* start *
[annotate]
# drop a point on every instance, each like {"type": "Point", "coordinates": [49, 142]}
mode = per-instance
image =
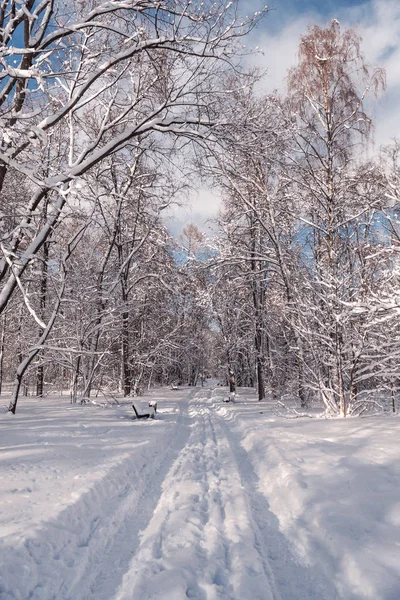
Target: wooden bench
{"type": "Point", "coordinates": [153, 404]}
{"type": "Point", "coordinates": [149, 415]}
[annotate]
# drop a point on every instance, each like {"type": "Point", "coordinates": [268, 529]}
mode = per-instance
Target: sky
{"type": "Point", "coordinates": [378, 24]}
* end *
#### WRITTEN REQUEST:
Retype all of the entries exactly as written, leaving out any images.

#### WRITTEN RESPONSE:
[annotate]
# drop a point on every instance, each like {"type": "Point", "coordinates": [49, 142]}
mode = per-instance
image =
Target: wooden bench
{"type": "Point", "coordinates": [153, 404]}
{"type": "Point", "coordinates": [149, 415]}
[annotate]
# drop a point on every instance, each like {"type": "Point", "coordinates": [268, 529]}
mode = per-instance
Target: sky
{"type": "Point", "coordinates": [378, 24]}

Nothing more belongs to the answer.